**DIRECTIONS:** Beginning with the line that holds "Would you be able to indicate the drum", retype the rest of the listing exactly, last line included.

GIVEN DATA below:

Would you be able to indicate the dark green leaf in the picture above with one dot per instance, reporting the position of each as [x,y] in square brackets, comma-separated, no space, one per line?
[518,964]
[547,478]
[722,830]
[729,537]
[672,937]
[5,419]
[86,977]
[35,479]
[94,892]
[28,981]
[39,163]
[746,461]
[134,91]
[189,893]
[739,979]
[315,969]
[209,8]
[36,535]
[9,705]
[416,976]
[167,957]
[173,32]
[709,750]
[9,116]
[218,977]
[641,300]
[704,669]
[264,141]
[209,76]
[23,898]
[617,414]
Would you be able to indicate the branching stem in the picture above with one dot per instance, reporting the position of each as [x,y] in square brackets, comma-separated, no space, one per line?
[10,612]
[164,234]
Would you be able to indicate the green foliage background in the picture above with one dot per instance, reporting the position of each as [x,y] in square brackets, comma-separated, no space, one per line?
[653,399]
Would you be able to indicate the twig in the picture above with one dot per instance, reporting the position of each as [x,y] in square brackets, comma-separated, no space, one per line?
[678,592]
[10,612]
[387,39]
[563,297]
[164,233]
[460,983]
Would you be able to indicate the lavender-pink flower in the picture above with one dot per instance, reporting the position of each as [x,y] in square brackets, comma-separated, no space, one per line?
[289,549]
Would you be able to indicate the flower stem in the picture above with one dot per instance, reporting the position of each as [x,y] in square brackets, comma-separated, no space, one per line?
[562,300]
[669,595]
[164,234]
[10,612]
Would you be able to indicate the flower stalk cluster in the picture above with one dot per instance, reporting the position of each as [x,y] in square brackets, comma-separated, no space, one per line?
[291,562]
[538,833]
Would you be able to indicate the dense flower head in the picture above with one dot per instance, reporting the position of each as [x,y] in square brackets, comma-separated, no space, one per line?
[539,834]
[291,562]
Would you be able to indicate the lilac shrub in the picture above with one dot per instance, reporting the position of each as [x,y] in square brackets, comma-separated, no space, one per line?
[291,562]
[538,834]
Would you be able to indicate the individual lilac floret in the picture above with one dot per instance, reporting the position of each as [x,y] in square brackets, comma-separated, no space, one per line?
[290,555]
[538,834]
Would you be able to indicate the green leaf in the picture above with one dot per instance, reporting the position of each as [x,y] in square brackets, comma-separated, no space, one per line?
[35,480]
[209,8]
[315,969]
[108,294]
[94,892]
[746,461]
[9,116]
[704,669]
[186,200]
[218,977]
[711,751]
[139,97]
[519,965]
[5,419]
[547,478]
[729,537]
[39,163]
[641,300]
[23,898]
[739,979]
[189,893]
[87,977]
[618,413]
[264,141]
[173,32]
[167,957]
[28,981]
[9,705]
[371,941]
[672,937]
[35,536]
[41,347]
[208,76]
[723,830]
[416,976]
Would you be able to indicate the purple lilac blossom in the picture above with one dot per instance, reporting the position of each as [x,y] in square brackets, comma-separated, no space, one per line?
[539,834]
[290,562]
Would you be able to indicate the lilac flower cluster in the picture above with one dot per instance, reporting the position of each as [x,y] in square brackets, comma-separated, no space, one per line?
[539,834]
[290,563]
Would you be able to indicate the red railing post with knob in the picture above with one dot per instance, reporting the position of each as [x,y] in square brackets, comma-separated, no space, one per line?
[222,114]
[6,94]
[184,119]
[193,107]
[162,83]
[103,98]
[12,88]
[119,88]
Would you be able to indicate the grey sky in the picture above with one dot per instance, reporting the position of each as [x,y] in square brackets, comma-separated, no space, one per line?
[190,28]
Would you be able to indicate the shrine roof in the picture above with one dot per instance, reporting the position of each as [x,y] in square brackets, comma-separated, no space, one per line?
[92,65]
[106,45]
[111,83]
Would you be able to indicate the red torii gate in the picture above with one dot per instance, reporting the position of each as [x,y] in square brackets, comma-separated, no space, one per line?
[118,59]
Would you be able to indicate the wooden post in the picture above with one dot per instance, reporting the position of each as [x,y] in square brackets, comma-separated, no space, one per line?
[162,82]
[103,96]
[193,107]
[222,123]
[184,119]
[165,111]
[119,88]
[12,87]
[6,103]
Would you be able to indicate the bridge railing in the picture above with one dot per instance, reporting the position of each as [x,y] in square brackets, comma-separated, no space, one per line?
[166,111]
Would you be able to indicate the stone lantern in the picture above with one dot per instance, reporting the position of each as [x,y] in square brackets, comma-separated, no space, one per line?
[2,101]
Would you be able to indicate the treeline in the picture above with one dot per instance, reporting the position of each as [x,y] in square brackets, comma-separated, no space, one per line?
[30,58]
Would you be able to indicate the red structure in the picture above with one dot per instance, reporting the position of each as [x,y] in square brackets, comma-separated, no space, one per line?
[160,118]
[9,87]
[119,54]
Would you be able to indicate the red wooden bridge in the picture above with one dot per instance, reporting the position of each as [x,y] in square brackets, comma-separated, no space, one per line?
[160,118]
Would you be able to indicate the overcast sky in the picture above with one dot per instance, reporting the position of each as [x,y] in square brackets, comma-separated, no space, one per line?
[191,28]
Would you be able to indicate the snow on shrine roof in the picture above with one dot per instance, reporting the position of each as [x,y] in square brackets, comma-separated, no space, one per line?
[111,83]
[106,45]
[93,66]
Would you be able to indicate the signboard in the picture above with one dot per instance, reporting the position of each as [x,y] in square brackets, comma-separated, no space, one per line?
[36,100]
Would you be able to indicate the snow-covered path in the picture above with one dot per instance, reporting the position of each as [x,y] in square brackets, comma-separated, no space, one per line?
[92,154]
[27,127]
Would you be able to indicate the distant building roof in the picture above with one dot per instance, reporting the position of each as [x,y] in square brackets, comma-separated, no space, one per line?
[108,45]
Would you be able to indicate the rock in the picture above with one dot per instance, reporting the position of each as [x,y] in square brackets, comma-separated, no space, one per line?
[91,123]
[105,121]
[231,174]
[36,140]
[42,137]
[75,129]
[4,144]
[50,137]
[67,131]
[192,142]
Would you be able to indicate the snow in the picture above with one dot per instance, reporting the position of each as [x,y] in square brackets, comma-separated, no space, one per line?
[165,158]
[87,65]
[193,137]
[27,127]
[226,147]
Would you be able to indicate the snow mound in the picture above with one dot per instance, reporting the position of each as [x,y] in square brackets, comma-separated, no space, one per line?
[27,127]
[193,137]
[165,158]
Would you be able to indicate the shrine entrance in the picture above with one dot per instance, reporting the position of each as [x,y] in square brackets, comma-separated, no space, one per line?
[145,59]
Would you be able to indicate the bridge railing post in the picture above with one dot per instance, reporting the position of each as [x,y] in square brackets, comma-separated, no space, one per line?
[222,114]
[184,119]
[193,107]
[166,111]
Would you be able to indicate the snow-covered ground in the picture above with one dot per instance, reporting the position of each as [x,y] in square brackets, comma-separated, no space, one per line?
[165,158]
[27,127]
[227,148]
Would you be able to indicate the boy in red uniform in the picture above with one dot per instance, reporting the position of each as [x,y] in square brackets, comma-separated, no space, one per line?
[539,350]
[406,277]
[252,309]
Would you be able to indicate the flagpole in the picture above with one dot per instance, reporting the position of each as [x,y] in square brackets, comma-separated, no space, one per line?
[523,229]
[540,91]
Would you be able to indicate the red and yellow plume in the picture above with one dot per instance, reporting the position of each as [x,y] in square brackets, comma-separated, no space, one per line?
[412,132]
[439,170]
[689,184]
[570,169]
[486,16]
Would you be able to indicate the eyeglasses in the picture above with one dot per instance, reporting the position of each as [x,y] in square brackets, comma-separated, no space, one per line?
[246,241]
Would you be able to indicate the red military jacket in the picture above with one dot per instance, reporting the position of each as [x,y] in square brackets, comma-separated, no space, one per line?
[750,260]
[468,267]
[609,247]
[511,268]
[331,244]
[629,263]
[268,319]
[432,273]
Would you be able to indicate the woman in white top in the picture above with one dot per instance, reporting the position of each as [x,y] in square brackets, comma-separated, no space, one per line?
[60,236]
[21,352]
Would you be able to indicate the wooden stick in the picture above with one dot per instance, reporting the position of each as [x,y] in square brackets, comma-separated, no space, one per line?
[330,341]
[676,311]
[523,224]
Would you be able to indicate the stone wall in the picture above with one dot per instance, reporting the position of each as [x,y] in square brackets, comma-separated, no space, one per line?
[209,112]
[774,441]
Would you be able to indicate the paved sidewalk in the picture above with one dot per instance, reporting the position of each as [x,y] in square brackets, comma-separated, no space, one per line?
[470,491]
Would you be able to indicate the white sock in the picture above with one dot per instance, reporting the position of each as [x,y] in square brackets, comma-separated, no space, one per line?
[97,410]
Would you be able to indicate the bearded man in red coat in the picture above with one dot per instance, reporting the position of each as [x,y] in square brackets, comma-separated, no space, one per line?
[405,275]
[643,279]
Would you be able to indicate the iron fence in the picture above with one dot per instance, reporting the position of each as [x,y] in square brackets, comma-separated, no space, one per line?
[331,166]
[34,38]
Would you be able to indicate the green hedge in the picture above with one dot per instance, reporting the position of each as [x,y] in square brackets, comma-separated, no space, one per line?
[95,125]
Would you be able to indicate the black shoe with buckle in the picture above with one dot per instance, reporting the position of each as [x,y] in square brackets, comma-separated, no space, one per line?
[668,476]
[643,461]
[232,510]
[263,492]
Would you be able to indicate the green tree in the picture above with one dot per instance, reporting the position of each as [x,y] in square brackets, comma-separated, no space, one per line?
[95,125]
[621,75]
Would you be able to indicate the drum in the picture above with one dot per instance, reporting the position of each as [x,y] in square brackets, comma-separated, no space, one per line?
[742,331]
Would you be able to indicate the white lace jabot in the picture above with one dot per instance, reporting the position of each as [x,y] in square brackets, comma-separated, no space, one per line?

End of GIVEN DATA.

**RESULT FOR THIS EXERCISE:**
Would you be able to indicate the drum in the picture above with one dot per instance, reporting the position of each as [x,y] in square brackets, comma-separated, no space, one per line?
[742,331]
Would you be able to indicate the white lace jabot in the picture above with one dot per instance, reporting the position of each as [x,y] in square brackets, comma-separated, no space, one per line?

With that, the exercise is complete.